[EXERCISE BRIEF]:
Locate each line in the records below that contains the string "dark", and copy those lines out. Match case exactly.

[DATASET RECORDS]:
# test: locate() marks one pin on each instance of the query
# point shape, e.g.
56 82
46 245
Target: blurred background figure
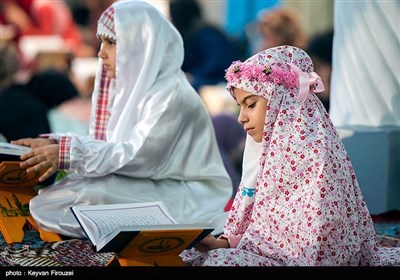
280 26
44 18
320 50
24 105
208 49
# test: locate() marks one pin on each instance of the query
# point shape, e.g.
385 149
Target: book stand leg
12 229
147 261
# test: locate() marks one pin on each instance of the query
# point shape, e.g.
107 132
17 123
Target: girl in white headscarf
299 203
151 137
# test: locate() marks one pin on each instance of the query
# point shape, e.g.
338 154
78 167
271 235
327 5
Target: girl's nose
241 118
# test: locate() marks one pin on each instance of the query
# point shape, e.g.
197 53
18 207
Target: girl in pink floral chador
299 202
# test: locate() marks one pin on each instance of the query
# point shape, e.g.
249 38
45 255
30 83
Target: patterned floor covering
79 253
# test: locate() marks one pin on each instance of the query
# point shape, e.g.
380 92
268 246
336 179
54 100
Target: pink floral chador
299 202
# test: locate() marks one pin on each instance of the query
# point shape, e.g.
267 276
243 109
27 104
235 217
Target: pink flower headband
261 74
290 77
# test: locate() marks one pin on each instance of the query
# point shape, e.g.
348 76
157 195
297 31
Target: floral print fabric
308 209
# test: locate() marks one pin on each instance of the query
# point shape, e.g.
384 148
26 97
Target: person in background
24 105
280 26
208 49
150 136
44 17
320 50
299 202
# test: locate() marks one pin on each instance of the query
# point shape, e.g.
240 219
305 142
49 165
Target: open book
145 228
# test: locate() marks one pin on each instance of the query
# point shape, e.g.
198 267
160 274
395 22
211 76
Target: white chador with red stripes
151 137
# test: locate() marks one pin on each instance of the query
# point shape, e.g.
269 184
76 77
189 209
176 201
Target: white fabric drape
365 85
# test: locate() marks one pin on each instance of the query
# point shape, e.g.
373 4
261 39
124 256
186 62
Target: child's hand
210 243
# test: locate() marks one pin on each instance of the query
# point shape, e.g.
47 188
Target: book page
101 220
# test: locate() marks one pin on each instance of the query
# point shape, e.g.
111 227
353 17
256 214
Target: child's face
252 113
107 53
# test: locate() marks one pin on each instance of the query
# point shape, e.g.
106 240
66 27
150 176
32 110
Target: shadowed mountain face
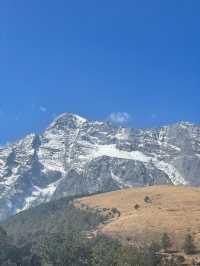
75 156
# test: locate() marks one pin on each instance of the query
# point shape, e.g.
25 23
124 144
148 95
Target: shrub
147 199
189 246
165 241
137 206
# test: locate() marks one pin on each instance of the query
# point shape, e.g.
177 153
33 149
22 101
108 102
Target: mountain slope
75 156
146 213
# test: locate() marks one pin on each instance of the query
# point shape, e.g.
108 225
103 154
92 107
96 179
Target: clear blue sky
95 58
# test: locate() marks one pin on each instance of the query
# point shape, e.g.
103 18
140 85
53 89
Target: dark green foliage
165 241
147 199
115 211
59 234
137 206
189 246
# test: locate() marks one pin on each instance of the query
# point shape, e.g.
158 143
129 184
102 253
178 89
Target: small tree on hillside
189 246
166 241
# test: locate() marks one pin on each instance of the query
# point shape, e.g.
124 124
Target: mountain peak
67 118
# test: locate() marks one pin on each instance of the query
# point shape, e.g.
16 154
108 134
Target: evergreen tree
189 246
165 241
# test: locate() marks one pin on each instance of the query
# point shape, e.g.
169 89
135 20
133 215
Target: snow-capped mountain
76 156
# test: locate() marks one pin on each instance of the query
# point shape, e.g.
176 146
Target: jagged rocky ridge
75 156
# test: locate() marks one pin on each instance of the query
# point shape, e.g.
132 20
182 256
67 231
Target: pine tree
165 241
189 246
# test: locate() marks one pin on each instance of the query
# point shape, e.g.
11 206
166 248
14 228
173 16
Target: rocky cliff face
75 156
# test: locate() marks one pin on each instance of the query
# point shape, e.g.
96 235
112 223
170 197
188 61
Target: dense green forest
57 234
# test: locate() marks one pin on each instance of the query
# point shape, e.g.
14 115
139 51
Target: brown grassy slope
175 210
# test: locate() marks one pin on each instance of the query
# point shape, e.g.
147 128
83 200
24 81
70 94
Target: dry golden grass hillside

* * *

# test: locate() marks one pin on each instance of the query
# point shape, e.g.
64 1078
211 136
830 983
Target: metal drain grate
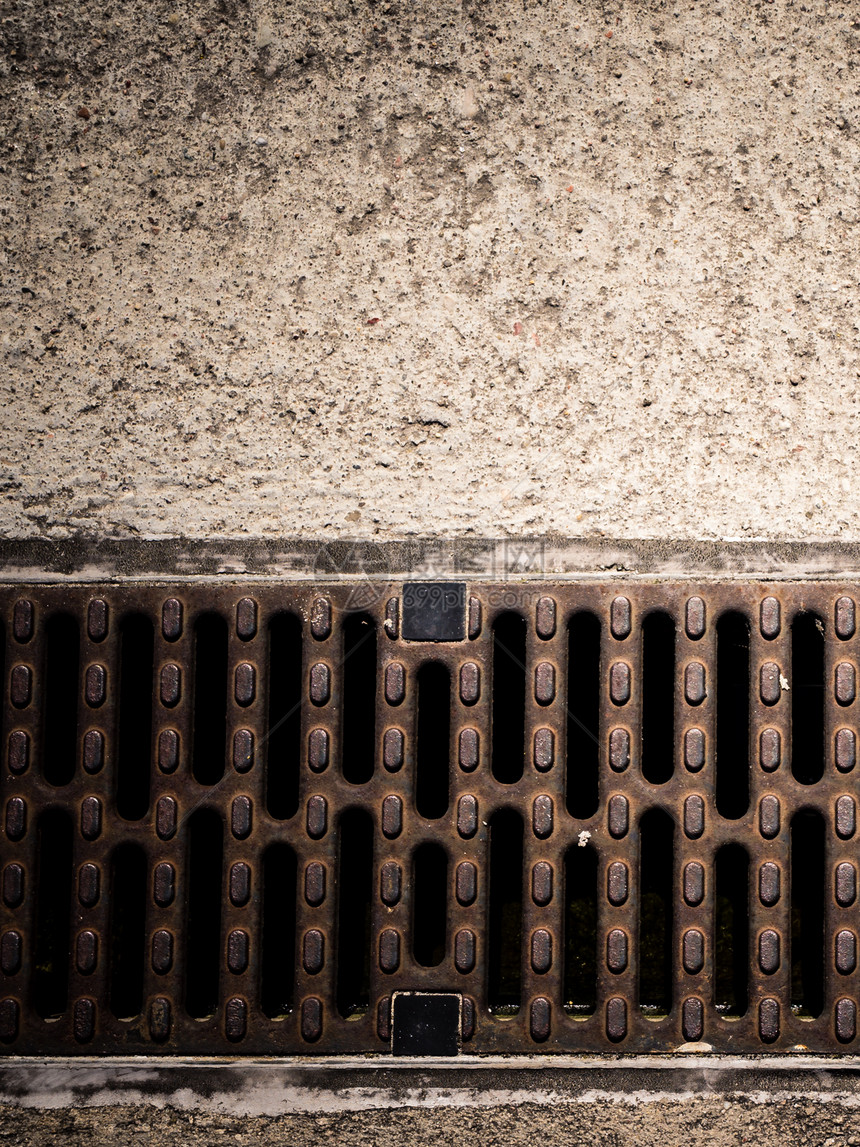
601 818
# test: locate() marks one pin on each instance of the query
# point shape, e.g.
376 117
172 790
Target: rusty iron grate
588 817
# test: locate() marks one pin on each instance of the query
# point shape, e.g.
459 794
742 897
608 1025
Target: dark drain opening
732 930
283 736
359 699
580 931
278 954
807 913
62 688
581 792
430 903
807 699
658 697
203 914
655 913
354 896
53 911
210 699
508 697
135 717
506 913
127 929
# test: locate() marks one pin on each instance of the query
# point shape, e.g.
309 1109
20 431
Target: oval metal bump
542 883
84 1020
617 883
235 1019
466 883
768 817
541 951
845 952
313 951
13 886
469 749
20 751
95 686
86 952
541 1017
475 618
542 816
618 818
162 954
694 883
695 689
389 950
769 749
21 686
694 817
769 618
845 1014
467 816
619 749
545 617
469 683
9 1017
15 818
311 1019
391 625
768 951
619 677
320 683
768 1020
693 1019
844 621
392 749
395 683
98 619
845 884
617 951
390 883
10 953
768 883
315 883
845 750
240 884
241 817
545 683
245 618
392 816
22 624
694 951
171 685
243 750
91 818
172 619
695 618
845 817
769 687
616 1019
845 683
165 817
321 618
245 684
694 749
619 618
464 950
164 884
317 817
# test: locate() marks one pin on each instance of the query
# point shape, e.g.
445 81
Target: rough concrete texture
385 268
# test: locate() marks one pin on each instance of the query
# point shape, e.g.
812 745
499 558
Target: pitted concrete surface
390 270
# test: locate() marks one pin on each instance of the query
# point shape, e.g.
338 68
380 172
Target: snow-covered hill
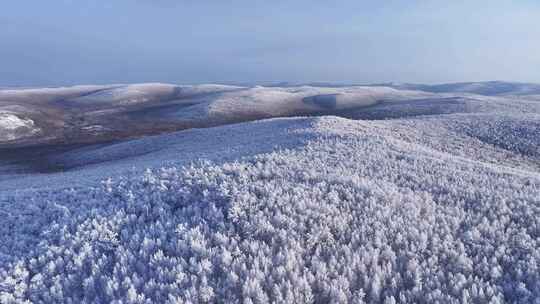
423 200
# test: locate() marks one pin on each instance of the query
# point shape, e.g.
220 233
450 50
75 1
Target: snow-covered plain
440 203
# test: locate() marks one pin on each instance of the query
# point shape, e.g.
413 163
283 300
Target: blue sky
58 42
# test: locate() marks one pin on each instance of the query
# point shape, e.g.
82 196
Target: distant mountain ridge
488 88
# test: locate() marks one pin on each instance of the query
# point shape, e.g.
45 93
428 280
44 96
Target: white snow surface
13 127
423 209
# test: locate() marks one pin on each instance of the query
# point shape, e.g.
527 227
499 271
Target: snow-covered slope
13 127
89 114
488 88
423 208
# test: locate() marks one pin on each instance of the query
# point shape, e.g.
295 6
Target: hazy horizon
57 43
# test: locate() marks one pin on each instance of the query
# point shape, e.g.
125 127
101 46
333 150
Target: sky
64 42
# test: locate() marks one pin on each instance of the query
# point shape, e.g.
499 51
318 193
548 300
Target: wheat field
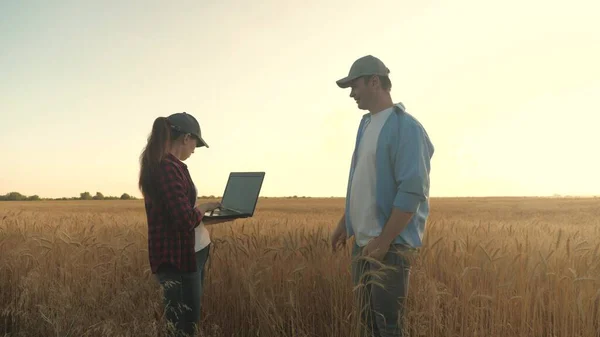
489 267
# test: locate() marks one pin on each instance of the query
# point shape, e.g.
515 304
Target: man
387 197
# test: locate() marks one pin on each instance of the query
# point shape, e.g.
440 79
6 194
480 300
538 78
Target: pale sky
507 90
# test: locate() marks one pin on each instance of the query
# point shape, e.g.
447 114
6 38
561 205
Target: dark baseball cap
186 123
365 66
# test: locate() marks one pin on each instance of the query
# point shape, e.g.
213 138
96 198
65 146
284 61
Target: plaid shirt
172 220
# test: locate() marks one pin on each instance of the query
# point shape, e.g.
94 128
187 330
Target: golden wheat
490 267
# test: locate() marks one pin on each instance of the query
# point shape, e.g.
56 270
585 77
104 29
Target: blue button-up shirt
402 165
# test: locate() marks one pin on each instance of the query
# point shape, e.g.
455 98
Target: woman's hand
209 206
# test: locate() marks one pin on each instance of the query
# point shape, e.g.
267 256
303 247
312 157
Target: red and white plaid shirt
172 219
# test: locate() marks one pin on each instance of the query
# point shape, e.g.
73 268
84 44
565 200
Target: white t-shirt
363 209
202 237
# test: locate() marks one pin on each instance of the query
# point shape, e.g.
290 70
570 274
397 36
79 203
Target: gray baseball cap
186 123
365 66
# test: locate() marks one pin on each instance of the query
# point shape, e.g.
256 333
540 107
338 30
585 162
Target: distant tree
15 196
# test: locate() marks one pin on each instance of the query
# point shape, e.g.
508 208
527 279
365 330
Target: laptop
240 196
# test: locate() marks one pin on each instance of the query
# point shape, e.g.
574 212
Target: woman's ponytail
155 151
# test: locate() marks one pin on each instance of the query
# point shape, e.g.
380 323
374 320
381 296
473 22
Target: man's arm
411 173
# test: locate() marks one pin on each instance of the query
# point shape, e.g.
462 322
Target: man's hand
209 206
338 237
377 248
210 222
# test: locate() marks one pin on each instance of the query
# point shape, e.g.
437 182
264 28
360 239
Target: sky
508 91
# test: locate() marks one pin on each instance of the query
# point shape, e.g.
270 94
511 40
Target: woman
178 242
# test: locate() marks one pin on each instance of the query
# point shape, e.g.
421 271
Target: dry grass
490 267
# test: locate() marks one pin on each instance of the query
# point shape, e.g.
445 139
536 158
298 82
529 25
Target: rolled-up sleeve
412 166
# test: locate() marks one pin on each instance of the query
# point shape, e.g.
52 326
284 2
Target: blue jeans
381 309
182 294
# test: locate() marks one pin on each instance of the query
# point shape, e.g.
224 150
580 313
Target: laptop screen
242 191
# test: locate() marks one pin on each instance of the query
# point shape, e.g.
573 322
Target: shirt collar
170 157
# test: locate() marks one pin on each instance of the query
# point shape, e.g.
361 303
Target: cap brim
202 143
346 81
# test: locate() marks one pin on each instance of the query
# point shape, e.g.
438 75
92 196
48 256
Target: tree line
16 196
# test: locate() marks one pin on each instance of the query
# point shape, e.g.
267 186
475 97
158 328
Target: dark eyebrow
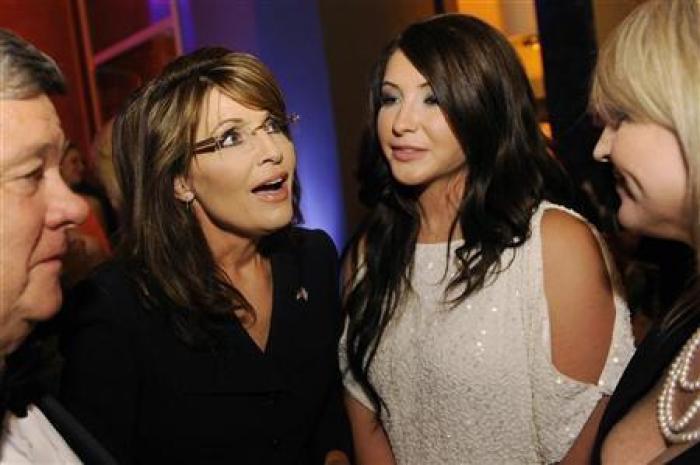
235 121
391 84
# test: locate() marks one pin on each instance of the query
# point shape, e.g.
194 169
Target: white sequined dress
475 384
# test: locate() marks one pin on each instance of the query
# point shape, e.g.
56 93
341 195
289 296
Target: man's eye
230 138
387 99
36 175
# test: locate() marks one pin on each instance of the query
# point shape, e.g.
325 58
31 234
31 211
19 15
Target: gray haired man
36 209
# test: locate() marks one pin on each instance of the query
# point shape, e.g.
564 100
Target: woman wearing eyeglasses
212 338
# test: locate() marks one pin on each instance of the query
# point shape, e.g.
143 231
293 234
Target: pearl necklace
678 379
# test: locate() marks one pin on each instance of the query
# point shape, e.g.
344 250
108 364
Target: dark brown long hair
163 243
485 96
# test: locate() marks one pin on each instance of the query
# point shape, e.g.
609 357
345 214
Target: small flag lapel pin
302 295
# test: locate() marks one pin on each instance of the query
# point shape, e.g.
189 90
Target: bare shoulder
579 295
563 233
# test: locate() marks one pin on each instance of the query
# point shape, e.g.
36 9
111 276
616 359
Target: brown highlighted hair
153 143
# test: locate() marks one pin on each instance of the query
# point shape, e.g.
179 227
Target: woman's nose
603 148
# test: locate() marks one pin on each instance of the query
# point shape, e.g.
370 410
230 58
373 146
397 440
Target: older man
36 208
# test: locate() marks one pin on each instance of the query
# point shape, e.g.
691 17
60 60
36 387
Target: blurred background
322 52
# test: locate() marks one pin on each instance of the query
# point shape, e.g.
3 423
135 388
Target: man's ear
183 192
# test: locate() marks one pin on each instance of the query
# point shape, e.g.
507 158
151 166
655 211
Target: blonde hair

[EXERCISE OUTPUT]:
Target: dark green foliage
Target: dark drain opening
Target: dark baseball cap
Target: dark eyebrow
Target: dark brown long hair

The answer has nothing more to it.